Region pointing data
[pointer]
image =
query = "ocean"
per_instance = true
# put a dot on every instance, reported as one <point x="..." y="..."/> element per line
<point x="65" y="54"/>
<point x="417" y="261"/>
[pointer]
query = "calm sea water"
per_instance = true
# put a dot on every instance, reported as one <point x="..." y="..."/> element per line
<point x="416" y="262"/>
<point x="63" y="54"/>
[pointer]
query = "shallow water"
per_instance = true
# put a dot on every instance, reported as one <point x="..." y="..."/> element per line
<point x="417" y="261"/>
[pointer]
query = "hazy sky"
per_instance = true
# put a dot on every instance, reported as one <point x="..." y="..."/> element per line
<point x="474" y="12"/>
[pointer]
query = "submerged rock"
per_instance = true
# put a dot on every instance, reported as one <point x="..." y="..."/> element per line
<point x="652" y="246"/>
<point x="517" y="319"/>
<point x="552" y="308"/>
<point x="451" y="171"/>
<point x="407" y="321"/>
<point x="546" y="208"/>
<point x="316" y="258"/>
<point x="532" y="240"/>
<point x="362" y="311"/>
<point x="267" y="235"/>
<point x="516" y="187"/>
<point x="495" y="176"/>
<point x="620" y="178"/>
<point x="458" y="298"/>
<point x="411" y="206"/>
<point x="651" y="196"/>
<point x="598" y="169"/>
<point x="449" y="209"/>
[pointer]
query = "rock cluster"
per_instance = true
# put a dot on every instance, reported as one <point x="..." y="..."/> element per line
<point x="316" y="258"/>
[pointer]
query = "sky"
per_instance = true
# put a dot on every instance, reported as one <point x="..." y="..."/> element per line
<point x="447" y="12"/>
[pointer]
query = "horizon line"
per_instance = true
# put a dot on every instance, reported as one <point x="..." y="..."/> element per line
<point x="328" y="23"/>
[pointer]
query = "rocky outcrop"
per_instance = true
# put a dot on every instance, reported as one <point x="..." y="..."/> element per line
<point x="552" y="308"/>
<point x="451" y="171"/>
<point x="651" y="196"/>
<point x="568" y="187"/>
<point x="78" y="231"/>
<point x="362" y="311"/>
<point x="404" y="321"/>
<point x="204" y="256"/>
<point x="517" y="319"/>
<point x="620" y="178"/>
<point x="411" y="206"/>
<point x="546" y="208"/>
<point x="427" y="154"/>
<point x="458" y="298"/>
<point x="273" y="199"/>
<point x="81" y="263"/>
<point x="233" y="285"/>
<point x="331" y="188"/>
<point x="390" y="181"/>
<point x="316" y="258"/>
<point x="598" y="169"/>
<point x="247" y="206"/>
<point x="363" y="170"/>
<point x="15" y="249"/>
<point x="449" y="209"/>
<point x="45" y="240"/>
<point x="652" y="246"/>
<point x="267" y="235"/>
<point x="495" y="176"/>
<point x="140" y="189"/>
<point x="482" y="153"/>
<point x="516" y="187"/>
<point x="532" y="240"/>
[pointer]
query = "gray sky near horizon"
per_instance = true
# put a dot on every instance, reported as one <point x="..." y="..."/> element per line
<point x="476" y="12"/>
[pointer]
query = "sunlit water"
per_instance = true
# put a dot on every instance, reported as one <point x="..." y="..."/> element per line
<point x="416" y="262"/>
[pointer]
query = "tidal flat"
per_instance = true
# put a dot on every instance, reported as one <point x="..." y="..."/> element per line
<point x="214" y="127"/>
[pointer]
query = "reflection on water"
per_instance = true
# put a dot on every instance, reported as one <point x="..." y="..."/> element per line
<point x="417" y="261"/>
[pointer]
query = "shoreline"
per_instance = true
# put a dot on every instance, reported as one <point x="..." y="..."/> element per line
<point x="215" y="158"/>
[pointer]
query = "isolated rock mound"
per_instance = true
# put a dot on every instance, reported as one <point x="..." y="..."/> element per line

#### WORK INSTRUCTIONS
The data must be output in full, exactly as given.

#### TASK SOLUTION
[pointer]
image =
query = "ocean"
per_instance = true
# put a dot on every instance, reported as one <point x="..." y="..."/> element per line
<point x="65" y="54"/>
<point x="417" y="261"/>
[pointer]
query = "calm sea water"
per_instance = true
# put a dot on every instance, reported as one <point x="..." y="..."/> element per line
<point x="416" y="262"/>
<point x="63" y="54"/>
[pointer]
query = "shallow water"
per_instance = true
# put a dot on every instance, reported as one <point x="..." y="..."/> element per line
<point x="417" y="261"/>
[pointer]
query = "hazy sky"
per_instance = true
# put a dot on every instance, reported as one <point x="..." y="..."/> element per line
<point x="474" y="12"/>
[pointer]
query = "submerged rock"
per_instance = true
# put a dot on every instance, reported as one <point x="..." y="..."/> element per line
<point x="652" y="246"/>
<point x="517" y="319"/>
<point x="552" y="308"/>
<point x="451" y="171"/>
<point x="407" y="321"/>
<point x="546" y="208"/>
<point x="316" y="258"/>
<point x="532" y="240"/>
<point x="362" y="311"/>
<point x="267" y="235"/>
<point x="516" y="187"/>
<point x="495" y="176"/>
<point x="620" y="178"/>
<point x="458" y="298"/>
<point x="411" y="206"/>
<point x="651" y="196"/>
<point x="598" y="169"/>
<point x="449" y="209"/>
[pointer]
query = "rock cluster"
per_instance = true
# put a dot on every instance, reported as one <point x="..." y="..."/> element per line
<point x="316" y="258"/>
[pointer]
query = "sky"
per_instance = true
# put a dot on every instance, reported as one <point x="..." y="..."/> element per line
<point x="447" y="12"/>
[pointer]
query = "horizon line"
per_instance = true
# put a dot on every instance, reported as one <point x="..." y="..."/> element per line
<point x="328" y="23"/>
[pointer]
query = "rocky outcrop"
per_instance = true
# put a dot on every instance, reported as one <point x="..." y="..."/> element per line
<point x="552" y="308"/>
<point x="451" y="171"/>
<point x="651" y="196"/>
<point x="568" y="187"/>
<point x="78" y="231"/>
<point x="362" y="311"/>
<point x="404" y="321"/>
<point x="204" y="256"/>
<point x="517" y="319"/>
<point x="620" y="178"/>
<point x="411" y="206"/>
<point x="546" y="208"/>
<point x="427" y="154"/>
<point x="458" y="298"/>
<point x="273" y="199"/>
<point x="81" y="263"/>
<point x="233" y="285"/>
<point x="331" y="188"/>
<point x="390" y="181"/>
<point x="316" y="258"/>
<point x="598" y="169"/>
<point x="247" y="206"/>
<point x="363" y="170"/>
<point x="15" y="249"/>
<point x="449" y="209"/>
<point x="45" y="240"/>
<point x="652" y="246"/>
<point x="267" y="235"/>
<point x="495" y="176"/>
<point x="140" y="189"/>
<point x="482" y="153"/>
<point x="516" y="187"/>
<point x="532" y="240"/>
[pointer]
query = "gray sky near horizon"
per_instance = true
# put a dot on every instance, reported as one <point x="..." y="..."/> element per line
<point x="476" y="12"/>
[pointer]
query = "sunlit water"
per_instance = true
# put a dot on every instance, reported as one <point x="..." y="..."/> element per line
<point x="416" y="262"/>
[pointer]
query = "tidal flat"
per_instance = true
# put a dot on every instance, reported as one <point x="..." y="..."/> element per line
<point x="214" y="127"/>
[pointer]
query = "reflection on water"
per_instance = true
# put a dot on every instance, reported as one <point x="..." y="..."/> element per line
<point x="417" y="261"/>
[pointer]
query = "shoreline"
per_instance = true
# put a dot on every instance, reported as one <point x="..." y="..."/> element per line
<point x="215" y="158"/>
[pointer]
query = "isolated rock mound"
per_instance = true
# put a dot on every instance, reported as one <point x="..." y="..."/> element per line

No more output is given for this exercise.